*What you need to do:* From the records below, print only the part that opens with the line containing "of the paper" and closes with the line containing "of the green"; omit the pictures.

Material shown: Begin

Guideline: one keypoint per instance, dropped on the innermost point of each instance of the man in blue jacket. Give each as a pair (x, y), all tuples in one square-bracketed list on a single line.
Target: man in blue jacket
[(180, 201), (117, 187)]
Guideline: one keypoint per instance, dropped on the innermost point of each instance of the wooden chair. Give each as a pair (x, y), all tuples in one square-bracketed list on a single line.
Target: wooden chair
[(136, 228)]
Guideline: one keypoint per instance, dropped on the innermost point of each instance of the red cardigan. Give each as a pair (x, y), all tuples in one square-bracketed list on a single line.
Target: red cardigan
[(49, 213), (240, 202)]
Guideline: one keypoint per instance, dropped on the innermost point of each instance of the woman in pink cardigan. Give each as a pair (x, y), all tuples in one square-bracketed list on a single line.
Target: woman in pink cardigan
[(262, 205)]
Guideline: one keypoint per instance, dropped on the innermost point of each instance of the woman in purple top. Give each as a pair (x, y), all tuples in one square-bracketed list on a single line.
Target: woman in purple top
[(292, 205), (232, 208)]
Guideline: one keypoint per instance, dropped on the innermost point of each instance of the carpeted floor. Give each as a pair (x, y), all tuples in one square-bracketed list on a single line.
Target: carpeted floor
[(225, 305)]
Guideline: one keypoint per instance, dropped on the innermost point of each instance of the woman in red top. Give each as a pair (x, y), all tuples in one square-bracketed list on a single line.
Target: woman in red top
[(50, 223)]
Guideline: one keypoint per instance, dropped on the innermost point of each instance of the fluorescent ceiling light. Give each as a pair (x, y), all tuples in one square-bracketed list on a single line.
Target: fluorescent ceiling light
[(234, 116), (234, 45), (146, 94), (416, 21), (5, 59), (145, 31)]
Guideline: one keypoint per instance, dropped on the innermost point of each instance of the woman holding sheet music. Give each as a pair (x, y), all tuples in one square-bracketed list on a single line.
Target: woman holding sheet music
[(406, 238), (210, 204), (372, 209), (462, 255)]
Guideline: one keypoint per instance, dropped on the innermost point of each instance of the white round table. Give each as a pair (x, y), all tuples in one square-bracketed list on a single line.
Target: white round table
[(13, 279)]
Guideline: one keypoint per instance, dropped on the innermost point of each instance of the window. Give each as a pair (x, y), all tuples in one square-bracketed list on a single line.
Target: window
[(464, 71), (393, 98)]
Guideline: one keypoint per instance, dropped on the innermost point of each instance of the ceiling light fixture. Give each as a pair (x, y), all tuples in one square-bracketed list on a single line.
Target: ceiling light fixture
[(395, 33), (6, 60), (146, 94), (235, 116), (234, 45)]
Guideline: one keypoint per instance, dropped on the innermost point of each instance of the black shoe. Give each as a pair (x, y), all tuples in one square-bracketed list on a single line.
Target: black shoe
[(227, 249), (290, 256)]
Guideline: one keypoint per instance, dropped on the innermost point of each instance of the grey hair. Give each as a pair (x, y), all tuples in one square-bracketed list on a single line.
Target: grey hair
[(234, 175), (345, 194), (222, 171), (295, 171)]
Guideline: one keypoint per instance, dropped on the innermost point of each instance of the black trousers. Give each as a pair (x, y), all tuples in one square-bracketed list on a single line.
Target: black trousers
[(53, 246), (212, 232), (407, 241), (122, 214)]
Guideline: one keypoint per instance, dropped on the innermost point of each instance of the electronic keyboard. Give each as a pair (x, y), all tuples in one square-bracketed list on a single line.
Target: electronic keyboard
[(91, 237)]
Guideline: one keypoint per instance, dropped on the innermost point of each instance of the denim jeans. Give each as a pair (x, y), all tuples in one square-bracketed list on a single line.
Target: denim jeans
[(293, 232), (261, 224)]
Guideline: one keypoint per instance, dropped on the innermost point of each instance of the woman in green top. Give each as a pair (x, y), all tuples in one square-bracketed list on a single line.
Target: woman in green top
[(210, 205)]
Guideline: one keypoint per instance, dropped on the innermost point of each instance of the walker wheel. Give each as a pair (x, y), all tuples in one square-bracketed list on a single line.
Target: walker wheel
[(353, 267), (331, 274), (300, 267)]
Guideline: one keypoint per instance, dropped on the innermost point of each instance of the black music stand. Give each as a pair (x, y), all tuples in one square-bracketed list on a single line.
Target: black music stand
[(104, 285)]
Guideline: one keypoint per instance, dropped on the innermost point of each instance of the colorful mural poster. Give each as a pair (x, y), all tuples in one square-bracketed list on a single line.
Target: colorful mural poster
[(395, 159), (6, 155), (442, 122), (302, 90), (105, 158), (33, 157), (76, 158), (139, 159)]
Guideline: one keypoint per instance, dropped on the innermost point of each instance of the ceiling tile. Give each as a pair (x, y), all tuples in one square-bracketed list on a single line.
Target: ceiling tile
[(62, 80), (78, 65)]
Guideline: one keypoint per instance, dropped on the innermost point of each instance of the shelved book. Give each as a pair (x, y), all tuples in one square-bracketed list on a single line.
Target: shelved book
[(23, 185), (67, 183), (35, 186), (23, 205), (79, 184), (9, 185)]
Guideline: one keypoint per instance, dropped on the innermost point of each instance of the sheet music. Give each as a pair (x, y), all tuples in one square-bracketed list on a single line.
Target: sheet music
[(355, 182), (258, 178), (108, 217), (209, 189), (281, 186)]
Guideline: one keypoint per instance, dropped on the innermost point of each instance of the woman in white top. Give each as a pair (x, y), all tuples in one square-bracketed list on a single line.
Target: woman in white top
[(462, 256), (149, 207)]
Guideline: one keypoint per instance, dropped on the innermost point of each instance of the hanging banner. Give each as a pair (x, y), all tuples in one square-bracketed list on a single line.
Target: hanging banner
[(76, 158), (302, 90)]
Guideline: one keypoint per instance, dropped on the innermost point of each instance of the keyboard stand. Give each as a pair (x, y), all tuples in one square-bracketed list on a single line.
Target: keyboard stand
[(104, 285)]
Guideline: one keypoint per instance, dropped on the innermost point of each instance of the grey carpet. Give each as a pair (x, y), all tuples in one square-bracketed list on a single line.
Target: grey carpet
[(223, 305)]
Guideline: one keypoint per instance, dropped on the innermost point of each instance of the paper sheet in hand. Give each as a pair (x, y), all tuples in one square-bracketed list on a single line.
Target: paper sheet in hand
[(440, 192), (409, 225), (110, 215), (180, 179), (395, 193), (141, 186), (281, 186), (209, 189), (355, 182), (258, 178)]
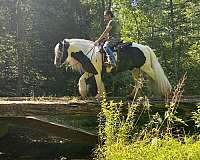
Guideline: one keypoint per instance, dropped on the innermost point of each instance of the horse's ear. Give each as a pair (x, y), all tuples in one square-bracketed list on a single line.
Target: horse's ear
[(60, 45)]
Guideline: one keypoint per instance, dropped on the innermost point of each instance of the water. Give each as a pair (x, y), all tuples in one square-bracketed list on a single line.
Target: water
[(23, 143)]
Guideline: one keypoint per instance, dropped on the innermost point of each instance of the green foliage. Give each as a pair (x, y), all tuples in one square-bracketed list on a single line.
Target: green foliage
[(119, 142), (166, 148), (196, 117), (47, 22), (122, 137)]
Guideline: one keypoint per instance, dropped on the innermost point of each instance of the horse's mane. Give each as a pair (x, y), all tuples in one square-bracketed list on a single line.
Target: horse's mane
[(85, 46)]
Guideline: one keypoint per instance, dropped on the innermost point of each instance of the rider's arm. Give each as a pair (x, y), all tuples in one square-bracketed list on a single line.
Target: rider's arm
[(104, 34)]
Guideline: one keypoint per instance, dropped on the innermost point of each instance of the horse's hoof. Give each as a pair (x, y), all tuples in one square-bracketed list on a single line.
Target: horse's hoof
[(129, 98)]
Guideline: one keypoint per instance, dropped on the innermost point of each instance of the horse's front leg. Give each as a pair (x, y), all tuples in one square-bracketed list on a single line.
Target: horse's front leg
[(82, 84), (100, 85)]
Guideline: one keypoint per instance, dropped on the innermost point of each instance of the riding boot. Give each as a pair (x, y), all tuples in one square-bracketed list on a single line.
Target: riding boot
[(110, 57)]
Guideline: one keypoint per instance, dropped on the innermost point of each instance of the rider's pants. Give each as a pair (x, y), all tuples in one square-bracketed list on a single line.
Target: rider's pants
[(109, 53)]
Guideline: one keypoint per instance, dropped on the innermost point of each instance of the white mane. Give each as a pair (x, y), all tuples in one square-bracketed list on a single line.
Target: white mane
[(86, 46)]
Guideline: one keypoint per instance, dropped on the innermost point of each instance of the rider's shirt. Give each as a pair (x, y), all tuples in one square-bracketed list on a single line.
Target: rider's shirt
[(115, 31)]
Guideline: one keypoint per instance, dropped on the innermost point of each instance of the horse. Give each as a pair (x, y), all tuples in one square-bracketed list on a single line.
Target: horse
[(82, 56)]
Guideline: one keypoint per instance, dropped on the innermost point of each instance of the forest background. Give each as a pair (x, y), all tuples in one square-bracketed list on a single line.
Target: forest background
[(29, 31)]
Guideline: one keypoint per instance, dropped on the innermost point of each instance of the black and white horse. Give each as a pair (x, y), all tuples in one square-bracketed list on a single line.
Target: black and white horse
[(86, 58)]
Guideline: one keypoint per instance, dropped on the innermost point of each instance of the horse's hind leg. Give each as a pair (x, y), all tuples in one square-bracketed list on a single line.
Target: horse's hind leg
[(82, 84), (136, 74), (100, 85)]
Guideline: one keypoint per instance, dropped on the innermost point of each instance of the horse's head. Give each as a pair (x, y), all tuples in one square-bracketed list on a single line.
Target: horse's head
[(61, 53)]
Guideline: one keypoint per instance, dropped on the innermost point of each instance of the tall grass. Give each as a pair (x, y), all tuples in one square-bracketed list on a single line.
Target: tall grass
[(122, 137)]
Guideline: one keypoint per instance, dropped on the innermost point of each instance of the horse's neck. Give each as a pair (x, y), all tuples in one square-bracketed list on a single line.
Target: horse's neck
[(86, 46)]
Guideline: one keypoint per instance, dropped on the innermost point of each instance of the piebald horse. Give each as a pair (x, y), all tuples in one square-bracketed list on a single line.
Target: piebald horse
[(87, 59)]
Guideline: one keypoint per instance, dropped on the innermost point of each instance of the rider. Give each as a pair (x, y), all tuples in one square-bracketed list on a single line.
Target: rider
[(112, 34)]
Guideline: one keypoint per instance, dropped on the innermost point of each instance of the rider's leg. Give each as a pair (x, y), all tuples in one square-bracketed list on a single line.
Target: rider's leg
[(109, 53), (82, 84)]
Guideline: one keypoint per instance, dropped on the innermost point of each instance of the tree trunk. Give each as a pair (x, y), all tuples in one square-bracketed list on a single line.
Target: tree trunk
[(20, 41), (173, 37)]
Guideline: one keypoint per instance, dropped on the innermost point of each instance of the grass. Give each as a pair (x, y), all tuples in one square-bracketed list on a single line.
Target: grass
[(122, 138)]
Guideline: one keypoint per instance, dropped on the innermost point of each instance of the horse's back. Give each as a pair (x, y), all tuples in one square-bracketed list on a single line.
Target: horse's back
[(130, 56)]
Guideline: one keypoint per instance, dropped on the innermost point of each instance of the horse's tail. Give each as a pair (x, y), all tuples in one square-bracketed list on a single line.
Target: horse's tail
[(160, 84)]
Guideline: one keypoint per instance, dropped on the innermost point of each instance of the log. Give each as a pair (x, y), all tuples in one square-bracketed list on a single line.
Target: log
[(73, 135)]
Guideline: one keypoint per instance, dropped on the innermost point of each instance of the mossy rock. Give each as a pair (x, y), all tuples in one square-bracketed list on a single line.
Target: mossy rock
[(3, 129)]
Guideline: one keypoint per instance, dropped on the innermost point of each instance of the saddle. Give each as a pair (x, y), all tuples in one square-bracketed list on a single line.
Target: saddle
[(119, 47)]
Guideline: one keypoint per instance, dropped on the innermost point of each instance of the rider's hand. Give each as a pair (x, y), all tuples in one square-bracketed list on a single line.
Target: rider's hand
[(96, 43)]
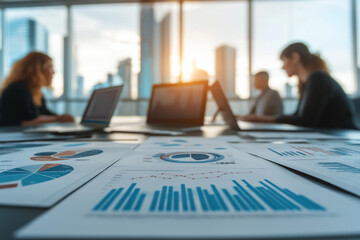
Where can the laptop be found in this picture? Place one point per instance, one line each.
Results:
(97, 115)
(173, 108)
(230, 118)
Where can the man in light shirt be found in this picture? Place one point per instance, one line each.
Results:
(269, 101)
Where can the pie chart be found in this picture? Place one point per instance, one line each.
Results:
(190, 157)
(65, 155)
(32, 174)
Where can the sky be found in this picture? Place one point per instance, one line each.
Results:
(105, 34)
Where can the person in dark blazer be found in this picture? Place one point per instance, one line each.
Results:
(323, 103)
(21, 101)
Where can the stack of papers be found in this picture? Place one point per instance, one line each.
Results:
(197, 188)
(38, 174)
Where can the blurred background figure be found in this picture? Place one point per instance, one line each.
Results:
(269, 101)
(323, 103)
(22, 101)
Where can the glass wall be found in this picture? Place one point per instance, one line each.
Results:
(216, 46)
(41, 29)
(131, 44)
(324, 25)
(137, 44)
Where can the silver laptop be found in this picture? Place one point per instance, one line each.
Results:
(231, 120)
(97, 115)
(173, 108)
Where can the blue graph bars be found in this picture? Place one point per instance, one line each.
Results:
(288, 153)
(339, 167)
(242, 197)
(308, 151)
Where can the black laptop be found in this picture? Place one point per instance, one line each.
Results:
(173, 107)
(97, 115)
(231, 120)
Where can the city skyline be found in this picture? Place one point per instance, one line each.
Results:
(117, 37)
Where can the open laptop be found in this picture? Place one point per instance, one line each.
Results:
(97, 115)
(173, 108)
(231, 120)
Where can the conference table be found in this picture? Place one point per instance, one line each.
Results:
(13, 218)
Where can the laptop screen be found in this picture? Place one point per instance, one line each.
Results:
(178, 104)
(101, 106)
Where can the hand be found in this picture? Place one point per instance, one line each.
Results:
(65, 118)
(249, 118)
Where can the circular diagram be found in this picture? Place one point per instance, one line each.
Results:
(69, 154)
(190, 157)
(32, 174)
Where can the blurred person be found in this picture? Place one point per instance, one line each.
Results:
(269, 101)
(323, 103)
(21, 101)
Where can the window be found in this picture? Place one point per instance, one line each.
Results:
(41, 29)
(216, 46)
(324, 25)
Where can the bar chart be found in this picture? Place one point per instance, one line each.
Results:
(301, 151)
(340, 167)
(239, 196)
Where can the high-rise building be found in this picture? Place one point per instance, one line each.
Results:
(165, 67)
(225, 69)
(124, 72)
(147, 35)
(22, 36)
(155, 50)
(80, 86)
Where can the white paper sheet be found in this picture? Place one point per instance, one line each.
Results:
(19, 136)
(335, 163)
(288, 135)
(38, 174)
(174, 197)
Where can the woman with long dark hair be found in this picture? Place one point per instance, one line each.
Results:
(21, 101)
(323, 103)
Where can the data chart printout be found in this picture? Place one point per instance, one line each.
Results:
(38, 174)
(335, 163)
(190, 195)
(288, 135)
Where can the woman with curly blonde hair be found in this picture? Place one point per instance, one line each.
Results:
(21, 101)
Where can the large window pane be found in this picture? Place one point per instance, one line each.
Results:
(41, 29)
(132, 44)
(324, 25)
(215, 44)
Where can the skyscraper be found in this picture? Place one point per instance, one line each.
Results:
(124, 72)
(22, 36)
(225, 69)
(165, 24)
(155, 50)
(148, 56)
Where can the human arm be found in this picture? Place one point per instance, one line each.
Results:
(257, 118)
(315, 97)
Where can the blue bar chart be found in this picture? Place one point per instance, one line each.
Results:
(240, 196)
(313, 151)
(340, 167)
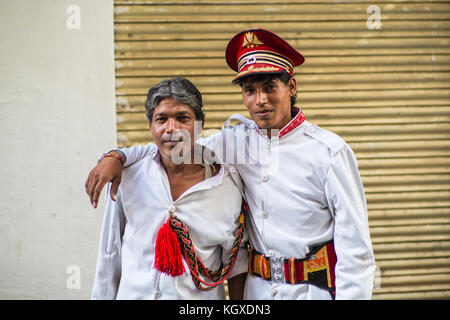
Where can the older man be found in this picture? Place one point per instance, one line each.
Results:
(164, 223)
(308, 225)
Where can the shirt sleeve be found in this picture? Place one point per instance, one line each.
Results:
(109, 261)
(355, 266)
(135, 153)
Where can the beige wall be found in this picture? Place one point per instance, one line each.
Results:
(57, 112)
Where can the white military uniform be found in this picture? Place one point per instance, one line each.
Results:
(210, 210)
(303, 189)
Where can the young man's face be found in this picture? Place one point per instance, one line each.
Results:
(172, 127)
(269, 101)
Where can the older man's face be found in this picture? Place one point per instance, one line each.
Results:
(172, 127)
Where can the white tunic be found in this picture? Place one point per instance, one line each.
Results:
(303, 189)
(210, 210)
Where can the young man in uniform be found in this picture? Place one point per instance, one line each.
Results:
(162, 226)
(308, 222)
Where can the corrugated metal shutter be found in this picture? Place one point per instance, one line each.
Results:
(386, 92)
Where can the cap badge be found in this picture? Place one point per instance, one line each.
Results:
(251, 40)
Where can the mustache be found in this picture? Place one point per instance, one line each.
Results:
(176, 136)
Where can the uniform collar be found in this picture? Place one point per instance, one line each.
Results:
(297, 120)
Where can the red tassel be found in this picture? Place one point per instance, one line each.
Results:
(168, 257)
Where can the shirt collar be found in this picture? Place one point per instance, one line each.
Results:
(297, 120)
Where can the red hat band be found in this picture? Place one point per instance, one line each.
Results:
(258, 50)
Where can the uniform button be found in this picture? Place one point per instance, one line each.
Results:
(310, 130)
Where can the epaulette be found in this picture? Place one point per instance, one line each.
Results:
(330, 139)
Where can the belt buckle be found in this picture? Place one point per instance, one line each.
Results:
(276, 269)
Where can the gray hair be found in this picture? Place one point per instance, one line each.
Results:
(180, 89)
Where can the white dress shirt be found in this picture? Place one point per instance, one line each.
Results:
(210, 210)
(303, 189)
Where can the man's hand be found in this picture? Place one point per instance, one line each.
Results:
(107, 170)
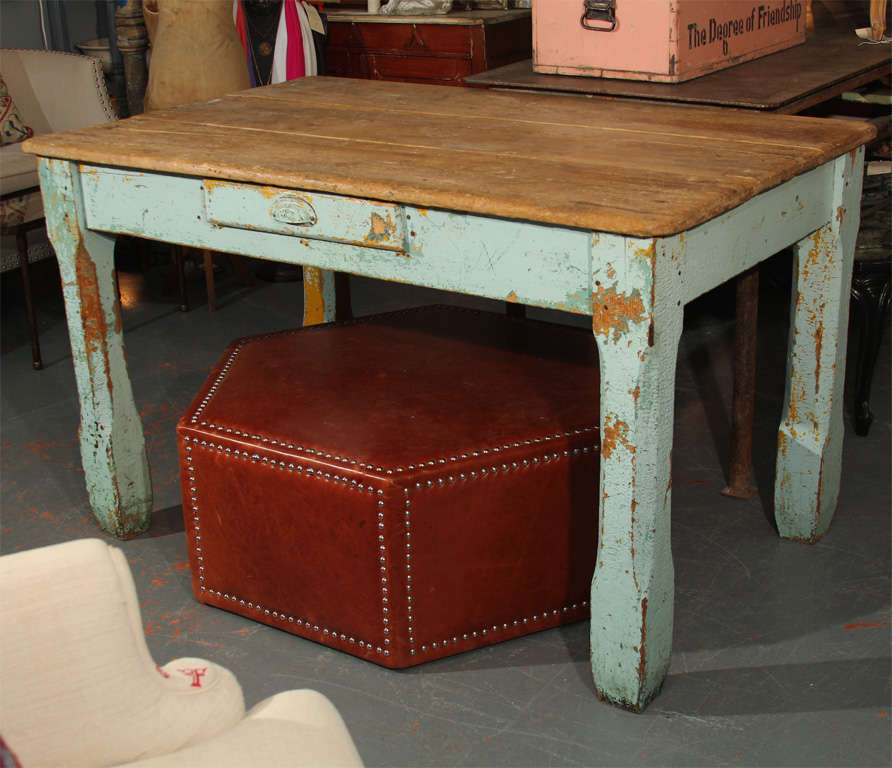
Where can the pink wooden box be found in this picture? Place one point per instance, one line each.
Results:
(661, 40)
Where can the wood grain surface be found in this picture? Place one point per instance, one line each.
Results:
(630, 168)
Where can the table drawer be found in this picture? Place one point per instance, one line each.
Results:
(305, 214)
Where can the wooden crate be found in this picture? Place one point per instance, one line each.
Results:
(660, 40)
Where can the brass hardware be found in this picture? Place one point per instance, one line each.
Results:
(599, 11)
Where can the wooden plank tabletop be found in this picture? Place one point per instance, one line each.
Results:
(830, 61)
(636, 169)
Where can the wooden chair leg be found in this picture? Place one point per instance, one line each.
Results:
(21, 239)
(245, 276)
(209, 279)
(343, 299)
(178, 257)
(740, 485)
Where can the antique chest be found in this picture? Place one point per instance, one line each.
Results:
(426, 49)
(402, 487)
(660, 40)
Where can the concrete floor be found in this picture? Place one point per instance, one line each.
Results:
(781, 650)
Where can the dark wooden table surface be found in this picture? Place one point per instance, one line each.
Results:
(830, 62)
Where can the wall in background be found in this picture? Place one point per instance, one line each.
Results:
(67, 22)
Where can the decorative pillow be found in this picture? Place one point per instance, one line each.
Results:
(12, 129)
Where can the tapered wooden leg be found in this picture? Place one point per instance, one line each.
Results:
(632, 596)
(320, 302)
(809, 458)
(113, 448)
(740, 475)
(21, 240)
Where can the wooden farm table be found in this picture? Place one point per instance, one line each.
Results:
(624, 213)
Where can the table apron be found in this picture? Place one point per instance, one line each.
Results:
(501, 259)
(534, 264)
(733, 242)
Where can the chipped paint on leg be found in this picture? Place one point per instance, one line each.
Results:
(111, 438)
(632, 598)
(319, 296)
(809, 459)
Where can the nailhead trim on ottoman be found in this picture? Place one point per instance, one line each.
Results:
(352, 524)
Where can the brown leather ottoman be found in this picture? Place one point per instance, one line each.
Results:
(403, 487)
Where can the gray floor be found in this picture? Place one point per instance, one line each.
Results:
(781, 650)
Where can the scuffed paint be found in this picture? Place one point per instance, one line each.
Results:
(642, 646)
(614, 312)
(380, 229)
(819, 341)
(614, 432)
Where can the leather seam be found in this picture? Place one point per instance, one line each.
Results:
(482, 474)
(265, 441)
(244, 455)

Material shown: End

*Answer box:*
Guideline: one keypoint per instance, dropped on the innermost point of each instance of the paper sheet in hand. Give each as a pair (x, y), all tuples in one square-bracketed list on a single line.
Target: paper sheet in hand
[(440, 192), (409, 225), (110, 215), (180, 179), (395, 193), (141, 186), (281, 186), (209, 189), (355, 182), (258, 178)]
Guideline: one keypoint per instance, dropped on the innermost point of each instance of the horse's ear. Give each as a pair (x, y), all tuples in one square-bracketed list on a single line.
Target: horse's ear
[(60, 45)]
Guideline: one keypoint per instance, dropped on the innermost point of each instance of the water. Give each as a pair (x, y), all tuples in one square-bracketed list on a single line.
Target: water
[(23, 143)]
Guideline: one keypoint per instance, dropped on the innermost point of each instance of the green foliage. Give each as a pair (x, y), all tuples in one square-bracketed list on a single line.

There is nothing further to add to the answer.